▸ **Problem details**: Please decide whether each statement below agrees with the anti-islanding passage, answering yes or no and quoting the words from the passage that settle it: (a) the proposed method prevents islanding within 0.007 s; (b) the proposed method was checked through field tests on a physical inverter; (c) the proposed method is aimed at three-phase DG inverters.
>> BEGIN Selection
Anti-Islanding Method Development Based on Reactive Power Variation under Grid Support Environments

Division of Electrical, Electronic and Control Engineering, Regional-Industrial Application Research Institute and Institute of IT Convergence Technology, Kongju National University, Cheonan-si 31080, Korea
Appl. Sci. 2022, 12(18), 9074; https://doi.org/10.3390/app12189074
Submission received: 18 August 2022 / Revised: 5 September 2022 / Accepted: 6 September 2022 / Published: 9 September 2022

Abstract

:

Featured Application

Grid Connected Inverter.

Abstract

As the proportion of distributed generation (DG), including Photovoltaic (PV) generation, in the power grid system increases, there are dropouts of large-scale distributed power generation sources due to some transient conditions that negatively affect the power grid stability and power quality. Accordingly, the inverter for DG generation is in a transition period, requiring more complex control performance. Anti-islanding function requirements in particular are becoming more strict because sophisticated grid-connection requirements are demanded, such as voltage ride-through, frequency ride-through, rate of change of frequency, and other functions. Thus, highly advanced anti-islanding methods are required to detect the islanding condition quickly and accurately to stop the inverter. This paper presents the improved anti-islanding method based on reactive power variation (RPV) under grid-support environments for single-phase DG inverters. In order to verify the validity of the proposed method, PSIM simulation was conducted. The proposed method meets the requirements of IEEE Std. 1547-2018 and KS C 8564:2021 by preventing islanding within 0.007 s under the newly adopted voltage/frequency trip setting, while the conventional RPV method fails.

1. Introduction

The islanding operation of distributed generation (DG) refers to a phenomenon in which electricity is continuously generated from the DG despite a power outage in the power grid [1]. This islanding operation causes many problems, such as a potential electric shock at the Point of Common Coupling (PCC) that was considered to be inactive, a high inrush current due to reconnection after power recovery, damage to the circuit breaker, an increase in harmonics, and flickering [2,3,4,5]. Therefore, many domestic and foreign standards require the function of the anti-islanding method (AIM) to stop the generation of DGs when the grid is disconnected, with the goal of securing safety [6,7]. As a part of the energy transition, renewable-energy-based DGs, such as Photovoltaic (PV) and wind power, are occupying more and more parts of the power grid worldwide [8,9,10]. For this reason, there is a dropout of large-scale DG sources due to a partial transient state of the power grid, which adversely affects the stability and power quality of the power grid, involving issues such as false tripping of feeders, blinding of protection, and unintentional islanding occurring [11,12,13,14].
>> END Selection
>> BEGIN Material supplied
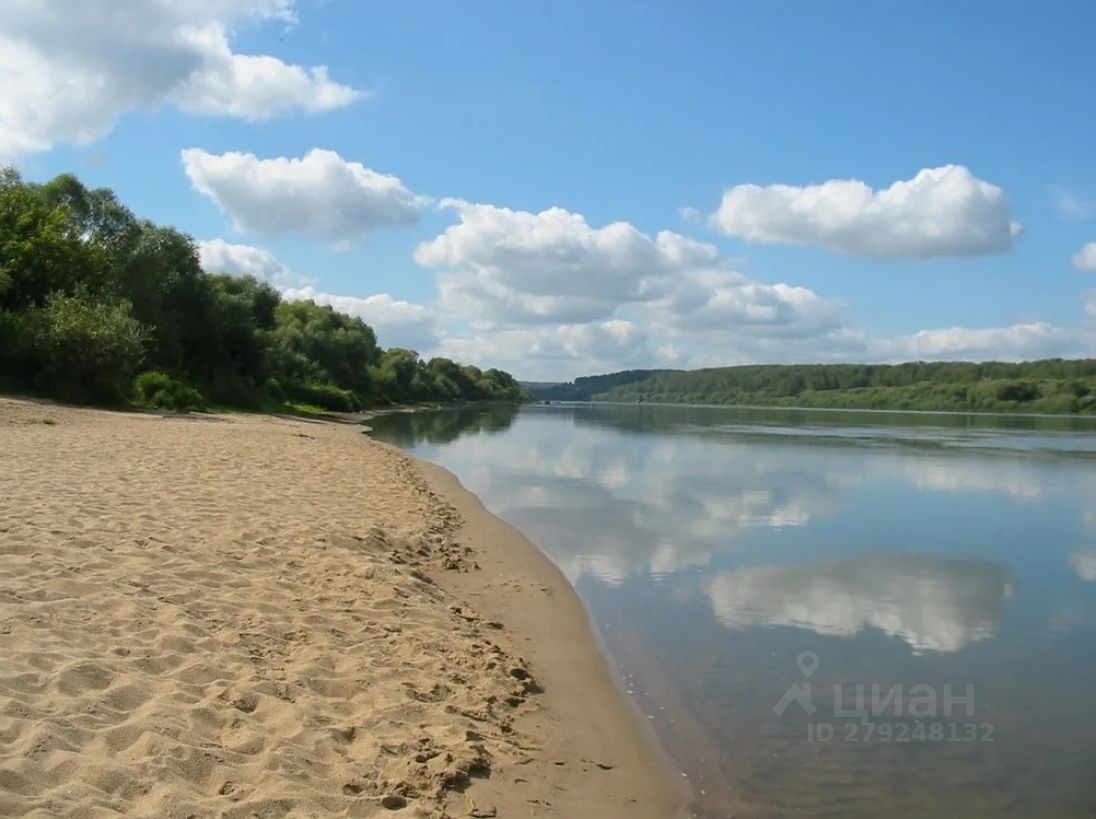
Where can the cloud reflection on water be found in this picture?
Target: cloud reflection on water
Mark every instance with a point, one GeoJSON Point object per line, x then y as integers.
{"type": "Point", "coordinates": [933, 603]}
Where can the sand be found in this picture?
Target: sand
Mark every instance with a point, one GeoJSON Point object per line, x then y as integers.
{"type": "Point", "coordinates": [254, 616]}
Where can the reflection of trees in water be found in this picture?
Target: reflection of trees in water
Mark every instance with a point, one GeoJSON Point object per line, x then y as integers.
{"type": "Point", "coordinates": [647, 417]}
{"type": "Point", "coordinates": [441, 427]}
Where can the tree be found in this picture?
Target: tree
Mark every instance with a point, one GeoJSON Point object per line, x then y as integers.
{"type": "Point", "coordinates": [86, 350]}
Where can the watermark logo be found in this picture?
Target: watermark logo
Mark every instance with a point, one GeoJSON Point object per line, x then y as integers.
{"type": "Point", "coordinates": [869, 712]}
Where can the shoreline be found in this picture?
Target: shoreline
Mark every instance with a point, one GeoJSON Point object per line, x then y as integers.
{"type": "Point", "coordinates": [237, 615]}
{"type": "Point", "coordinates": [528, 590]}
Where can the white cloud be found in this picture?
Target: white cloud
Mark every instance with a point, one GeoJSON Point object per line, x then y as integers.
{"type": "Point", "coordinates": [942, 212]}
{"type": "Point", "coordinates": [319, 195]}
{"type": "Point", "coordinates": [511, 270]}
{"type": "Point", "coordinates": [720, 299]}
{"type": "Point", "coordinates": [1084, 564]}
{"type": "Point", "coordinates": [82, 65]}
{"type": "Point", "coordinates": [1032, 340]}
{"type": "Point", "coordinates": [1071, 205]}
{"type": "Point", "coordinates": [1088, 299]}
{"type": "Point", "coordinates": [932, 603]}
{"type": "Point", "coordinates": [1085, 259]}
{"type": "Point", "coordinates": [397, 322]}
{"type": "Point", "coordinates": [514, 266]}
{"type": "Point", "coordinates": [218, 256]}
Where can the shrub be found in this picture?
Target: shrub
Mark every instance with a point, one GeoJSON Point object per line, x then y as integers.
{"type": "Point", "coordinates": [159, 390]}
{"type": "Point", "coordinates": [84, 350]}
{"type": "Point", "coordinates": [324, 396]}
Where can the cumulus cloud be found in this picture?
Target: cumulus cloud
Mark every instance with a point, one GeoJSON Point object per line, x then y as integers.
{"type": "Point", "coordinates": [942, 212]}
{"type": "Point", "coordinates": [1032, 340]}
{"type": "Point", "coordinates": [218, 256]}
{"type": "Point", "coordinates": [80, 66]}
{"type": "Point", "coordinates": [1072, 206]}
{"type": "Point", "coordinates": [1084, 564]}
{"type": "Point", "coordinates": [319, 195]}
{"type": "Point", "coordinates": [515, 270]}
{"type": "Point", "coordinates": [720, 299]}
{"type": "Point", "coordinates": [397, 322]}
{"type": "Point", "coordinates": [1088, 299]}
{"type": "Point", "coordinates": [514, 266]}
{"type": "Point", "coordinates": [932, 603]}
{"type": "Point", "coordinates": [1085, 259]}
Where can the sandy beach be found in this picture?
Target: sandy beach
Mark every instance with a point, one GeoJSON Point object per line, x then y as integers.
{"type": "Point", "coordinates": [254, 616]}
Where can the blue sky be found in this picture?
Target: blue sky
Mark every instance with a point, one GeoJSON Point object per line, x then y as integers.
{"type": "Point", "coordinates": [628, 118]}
>> END Material supplied
▸ **Result**:
(a) Yes: "preventing islanding within 0.007 s under the newly adopted voltage/frequency trip setting"
(b) No: "In order to verify the validity of the proposed method, PSIM simulation was conducted."
(c) No: "for single-phase DG inverters"